=== Begin Enclosure ===
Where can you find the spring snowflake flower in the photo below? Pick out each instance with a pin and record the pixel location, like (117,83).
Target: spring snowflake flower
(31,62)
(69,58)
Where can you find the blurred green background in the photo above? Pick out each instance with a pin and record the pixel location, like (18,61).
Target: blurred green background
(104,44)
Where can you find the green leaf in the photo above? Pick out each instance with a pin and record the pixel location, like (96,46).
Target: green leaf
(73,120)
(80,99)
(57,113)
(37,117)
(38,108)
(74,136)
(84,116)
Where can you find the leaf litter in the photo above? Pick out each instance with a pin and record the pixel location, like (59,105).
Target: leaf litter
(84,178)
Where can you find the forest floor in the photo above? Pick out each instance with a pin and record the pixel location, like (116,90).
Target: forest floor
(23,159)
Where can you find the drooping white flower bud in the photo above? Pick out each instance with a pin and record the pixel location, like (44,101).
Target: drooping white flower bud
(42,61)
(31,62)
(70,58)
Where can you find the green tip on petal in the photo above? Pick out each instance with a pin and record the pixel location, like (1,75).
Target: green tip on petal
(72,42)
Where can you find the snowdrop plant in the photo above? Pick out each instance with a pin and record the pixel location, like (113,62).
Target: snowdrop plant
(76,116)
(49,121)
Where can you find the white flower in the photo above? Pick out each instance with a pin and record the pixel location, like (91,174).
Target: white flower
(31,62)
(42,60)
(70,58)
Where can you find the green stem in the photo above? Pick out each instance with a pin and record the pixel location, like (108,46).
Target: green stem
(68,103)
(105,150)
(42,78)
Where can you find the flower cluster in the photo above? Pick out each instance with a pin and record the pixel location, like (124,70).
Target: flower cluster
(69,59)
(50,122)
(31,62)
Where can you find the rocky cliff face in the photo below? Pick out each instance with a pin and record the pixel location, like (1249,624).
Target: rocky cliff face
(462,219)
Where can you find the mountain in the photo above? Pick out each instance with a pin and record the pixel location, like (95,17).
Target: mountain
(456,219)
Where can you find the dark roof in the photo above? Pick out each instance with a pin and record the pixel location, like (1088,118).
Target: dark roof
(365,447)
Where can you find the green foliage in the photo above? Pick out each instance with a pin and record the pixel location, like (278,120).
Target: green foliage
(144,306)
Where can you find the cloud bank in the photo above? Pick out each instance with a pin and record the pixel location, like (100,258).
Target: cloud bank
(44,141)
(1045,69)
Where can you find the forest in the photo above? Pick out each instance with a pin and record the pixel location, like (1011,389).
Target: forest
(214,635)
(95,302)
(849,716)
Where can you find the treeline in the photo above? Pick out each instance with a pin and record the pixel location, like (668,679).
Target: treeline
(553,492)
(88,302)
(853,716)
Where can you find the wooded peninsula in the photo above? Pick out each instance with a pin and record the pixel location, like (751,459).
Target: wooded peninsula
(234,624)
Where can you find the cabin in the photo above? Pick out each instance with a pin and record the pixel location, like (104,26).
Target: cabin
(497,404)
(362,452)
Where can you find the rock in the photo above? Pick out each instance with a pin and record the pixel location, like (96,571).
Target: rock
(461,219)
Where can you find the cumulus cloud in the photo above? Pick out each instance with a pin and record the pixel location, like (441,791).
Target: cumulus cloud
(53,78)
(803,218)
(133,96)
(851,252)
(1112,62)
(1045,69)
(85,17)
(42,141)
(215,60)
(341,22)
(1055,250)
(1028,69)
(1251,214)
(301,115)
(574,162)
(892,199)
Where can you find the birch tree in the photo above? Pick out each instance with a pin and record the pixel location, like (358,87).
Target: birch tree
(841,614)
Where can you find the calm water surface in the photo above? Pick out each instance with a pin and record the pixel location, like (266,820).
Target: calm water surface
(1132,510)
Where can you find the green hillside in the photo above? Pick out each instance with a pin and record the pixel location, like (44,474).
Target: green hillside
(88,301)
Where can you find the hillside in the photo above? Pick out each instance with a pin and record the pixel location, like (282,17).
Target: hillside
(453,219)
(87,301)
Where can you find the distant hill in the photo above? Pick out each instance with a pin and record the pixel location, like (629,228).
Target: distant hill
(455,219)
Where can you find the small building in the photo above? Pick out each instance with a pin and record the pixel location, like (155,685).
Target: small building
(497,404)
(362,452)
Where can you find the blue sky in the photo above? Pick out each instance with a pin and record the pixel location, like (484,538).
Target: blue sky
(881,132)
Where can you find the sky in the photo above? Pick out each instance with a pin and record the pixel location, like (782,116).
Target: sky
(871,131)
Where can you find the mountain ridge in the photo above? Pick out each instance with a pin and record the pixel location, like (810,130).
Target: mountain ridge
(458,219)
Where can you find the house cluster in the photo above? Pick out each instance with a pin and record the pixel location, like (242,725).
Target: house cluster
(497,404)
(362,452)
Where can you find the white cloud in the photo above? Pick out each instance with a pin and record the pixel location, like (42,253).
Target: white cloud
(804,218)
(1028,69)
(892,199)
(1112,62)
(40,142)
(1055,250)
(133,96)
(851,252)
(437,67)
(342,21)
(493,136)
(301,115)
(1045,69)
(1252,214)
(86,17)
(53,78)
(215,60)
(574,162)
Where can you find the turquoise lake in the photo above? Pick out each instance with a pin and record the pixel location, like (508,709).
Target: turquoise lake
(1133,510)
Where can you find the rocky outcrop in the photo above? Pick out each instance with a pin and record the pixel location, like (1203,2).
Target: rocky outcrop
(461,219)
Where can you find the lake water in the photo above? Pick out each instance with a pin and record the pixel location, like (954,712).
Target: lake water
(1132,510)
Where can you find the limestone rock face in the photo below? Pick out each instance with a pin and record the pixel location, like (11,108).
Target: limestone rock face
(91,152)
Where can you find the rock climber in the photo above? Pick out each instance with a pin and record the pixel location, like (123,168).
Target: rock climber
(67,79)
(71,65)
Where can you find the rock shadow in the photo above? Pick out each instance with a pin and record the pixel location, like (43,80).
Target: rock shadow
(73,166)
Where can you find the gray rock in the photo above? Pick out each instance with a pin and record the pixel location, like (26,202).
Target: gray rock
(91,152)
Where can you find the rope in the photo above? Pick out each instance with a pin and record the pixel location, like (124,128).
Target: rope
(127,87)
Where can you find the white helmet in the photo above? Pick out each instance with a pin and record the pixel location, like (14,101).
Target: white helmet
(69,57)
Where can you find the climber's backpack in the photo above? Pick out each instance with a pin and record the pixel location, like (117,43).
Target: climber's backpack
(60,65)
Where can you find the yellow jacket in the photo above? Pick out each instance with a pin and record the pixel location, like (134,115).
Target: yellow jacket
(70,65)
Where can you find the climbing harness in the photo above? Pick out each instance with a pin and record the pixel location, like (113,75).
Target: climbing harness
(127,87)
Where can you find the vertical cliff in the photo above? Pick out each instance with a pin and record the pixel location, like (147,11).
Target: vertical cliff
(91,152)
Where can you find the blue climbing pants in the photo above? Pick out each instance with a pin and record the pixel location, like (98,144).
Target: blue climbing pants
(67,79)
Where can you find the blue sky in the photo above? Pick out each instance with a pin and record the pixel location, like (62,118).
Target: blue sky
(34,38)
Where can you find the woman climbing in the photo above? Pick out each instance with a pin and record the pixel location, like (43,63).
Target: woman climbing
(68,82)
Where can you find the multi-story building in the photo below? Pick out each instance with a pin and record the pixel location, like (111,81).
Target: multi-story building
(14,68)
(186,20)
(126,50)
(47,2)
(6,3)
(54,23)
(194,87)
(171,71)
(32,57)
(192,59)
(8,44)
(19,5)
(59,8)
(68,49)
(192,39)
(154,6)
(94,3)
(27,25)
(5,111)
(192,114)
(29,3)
=== End Enclosure ===
Action item> Reproduce the material exactly, and keep every line as it is.

Exercise solution>
Where can you find the spring snowflake flower in the photo below? Pick out each instance with a pin and record the pixel location, like (117,83).
Target: spring snowflake flower
(31,62)
(69,58)
Where can you find the blurred green background in the photo above? Pick out each instance with a pin and record the pixel location, like (18,61).
Target: blurred green background
(104,44)
Where can you find the green leaf in the photo above? Pick out each instance with a pin and record the pixel location, like (96,46).
Target: green leaf
(73,120)
(80,99)
(57,113)
(37,117)
(38,108)
(74,136)
(84,116)
Where can you find the leaf litter in the photo above? Pick out each instance with a pin and record the pixel location, like (59,105).
Target: leaf litter
(84,178)
Where can you find the forest floor in the photo above? Pick out each instance with a pin and record the pixel location, like (116,90).
Target: forest floor
(23,159)
Where can you find the drooping white flower bud in the photo above? Pick out each instance with a pin and record the pixel location, like (44,101).
Target: drooping white flower bud
(42,61)
(31,62)
(70,58)
Where can you find the green tip on petal in the photo above? Pick out each instance with a pin and record the pixel location, like (1,75).
Target: green tip on petal
(72,42)
Where can you find the snowdrop plant in the photo above? Pick out each instance with a pin and record the pixel location, like (113,62).
Target: snowdrop plant
(76,116)
(49,121)
Where can you find the white flower in the photo above? Pick out each instance with a pin and record the pixel location, like (91,174).
Target: white flower
(31,62)
(42,60)
(70,58)
Where can you find the green stem in the photo above? Pick out each instance with a pin and record the pixel location, like (108,46).
Target: green stem
(68,103)
(105,150)
(42,78)
Where can you find the flower cluster in the photo above? Pick out each instance with a pin and record the pixel location, like (124,70).
Target: flower cluster
(69,59)
(50,122)
(31,62)
Where can you find the rocky cliff face in the photo below? Pick out each instance with a pin and record the pixel location, like (1249,624).
Target: rocky cliff face
(462,219)
Where can you find the mountain in the photo above? Pick out each instance with a pin and record the pixel location, like (95,17).
Target: mountain
(456,219)
Where can you find the dark roof in the photo above? Pick out each instance with a pin and record the pixel location, like (1088,118).
Target: dark roof
(365,447)
Where can you find the green foliage in the photo above? Pick out each instance with a pin and record the pixel location, like (278,120).
Target: green foliage
(144,306)
Where can you find the cloud bank in the photo above? Pick out each instance with a pin and record the pixel location, like (100,258).
Target: cloud bank
(44,141)
(1045,69)
Where can you find the forest in the photo above? Pick out each instance with a pin and record the pixel location, like (1011,389).
Target: forest
(214,635)
(95,302)
(849,716)
Where can you find the treeline in the photo above? Pick out each instance with a pin and record the pixel location, like (668,679).
Target: treeline
(553,492)
(88,302)
(853,716)
Where can you find the wooded peninsula in the photo above? Pick out each instance with a pin and record the pixel location, like (751,459).
Target: wooded peninsula
(234,624)
Where can you find the cabin in the photo above? Pick out each instance with a pin and record the pixel location, like (104,26).
Target: cabin
(497,404)
(362,452)
Where can you find the rock in the photo above? Pick out each instance with a pin and record the pixel location, like (96,571).
Target: rock
(461,219)
Where can you find the cumulus cloud in the photo above? Pick out each instance with a pin and record the pixel location, like (441,791).
Target: cumulus cloud
(53,78)
(803,218)
(133,96)
(851,252)
(1112,62)
(1045,69)
(85,17)
(42,141)
(215,60)
(341,22)
(1055,250)
(1028,69)
(1251,214)
(301,115)
(574,162)
(892,199)
Where can you find the birch tree in the photo above? Pick out each instance with a pin and record the pixel location, like (358,87).
Target: birch tree
(841,614)
Where can you find the calm water surface in the photo above? Pick out each instance with a pin and record the pixel location, like (266,820).
Target: calm water surface
(1132,510)
Where can you find the green hillside in the photo above? Pick out each instance with a pin and record the pixel location, like (44,474).
Target: green hillside
(88,301)
Where can you find the hillside in the photo above? Pick out each instance with a pin and record the pixel location, like (282,17).
Target: hillside
(453,219)
(87,301)
Where can you find the distant hill in the photo above? Pick out each instance with a pin and record the pixel location, like (629,228).
Target: distant hill
(455,219)
Where can you find the small building in the photo above? Pick out each instance with a pin and record the pixel location, like (155,685).
Target: small building
(497,404)
(362,452)
Where can you find the blue sky in the photo above? Pick out each instance with a pin and record the pixel location, like (484,538).
Target: blue sky
(881,132)
Where can you find the sky in the photo above? Pick out each instance with a pin and record the pixel location, like (782,116).
Target: sky
(871,131)
Where can you find the mountain ridge in the photo above? Pick out each instance with a pin and record the pixel location, like (810,130).
Target: mountain ridge
(458,219)
Where can you find the house cluster in the photo above? Pick out each instance with a pin and record the pixel location, like (242,725).
Target: house cluster
(497,404)
(362,452)
Where can you find the white cloud in the photo above? Pick out each instance with a pin and record the pixel location, like (42,253).
Target: white cloud
(804,218)
(1028,69)
(892,199)
(1112,62)
(40,142)
(1055,250)
(133,96)
(851,252)
(437,67)
(342,21)
(493,136)
(301,115)
(1045,69)
(1252,214)
(86,17)
(53,78)
(215,60)
(574,162)
Where can you find the turquoise lake in the photo above? Pick out each instance with a pin and record the pixel location, like (508,709).
Target: turquoise lake
(1133,510)
Where can you find the rocky outcrop in the photo above? Pick out each instance with a pin and record the pixel location, like (1203,2).
Target: rocky outcrop
(461,219)
Where can you find the lake water in the photo above? Pick out each instance with a pin and record the pixel location, like (954,712).
Target: lake water
(1132,510)
Where can you find the limestone rock face in the photo below? Pick out each instance with a pin and record the pixel location, like (11,108).
Target: limestone rock face
(91,152)
Where can you find the rock climber in the photo above? Pick out each instance with a pin and record the pixel location, like (123,168).
Target: rock climber
(67,79)
(71,65)
Where can you find the rock shadow in the photo above? Pick out each instance with a pin and record the pixel location, like (43,80).
Target: rock shadow
(73,166)
Where can you find the gray rock in the photo above? Pick out each instance with a pin and record the pixel location, like (26,202).
Target: gray rock
(91,152)
Where can you find the rope in the photo above? Pick out each instance with a pin and record the pixel location, like (124,128).
Target: rope
(127,87)
Where can you find the white helmet in the photo above? Pick out each instance with a pin and record the pixel location, like (14,101).
Target: white helmet
(69,57)
Where can you find the climber's backpack in the photo above? Pick out each instance with a pin and record the pixel location, like (117,43).
Target: climber's backpack
(60,65)
Where can you find the yellow jacket in the photo above? Pick out each instance with a pin and record the pixel location, like (134,115).
Target: yellow jacket
(70,65)
Where can you find the climbing harness in the photo above? Pick out each instance with a pin and record the pixel location, like (113,75).
Target: climbing harness
(127,87)
Where can you find the vertical cliff in the photo above? Pick out each instance with a pin and record the pixel location, like (147,11).
Target: vertical cliff
(91,152)
Where can you find the blue climbing pants in the photo above? Pick out each instance with a pin and record the pixel location, like (98,144).
Target: blue climbing pants
(67,79)
Where can you find the blue sky in the photo above? Pick out each instance with a pin and record the pixel location, like (62,118).
Target: blue sky
(34,38)
Where can you find the woman climbing in the photo above? Pick out each instance with a pin and record the pixel location, like (43,63).
Target: woman climbing
(68,82)
Where can you find the multi-story building in the photo below? Pick out each instance with a pin and record the pixel location, like (111,81).
Target: multi-story building
(14,68)
(186,20)
(126,50)
(47,2)
(6,3)
(54,23)
(194,87)
(171,71)
(32,57)
(192,59)
(8,44)
(19,5)
(59,8)
(68,49)
(192,39)
(154,6)
(94,3)
(27,25)
(5,111)
(192,114)
(29,3)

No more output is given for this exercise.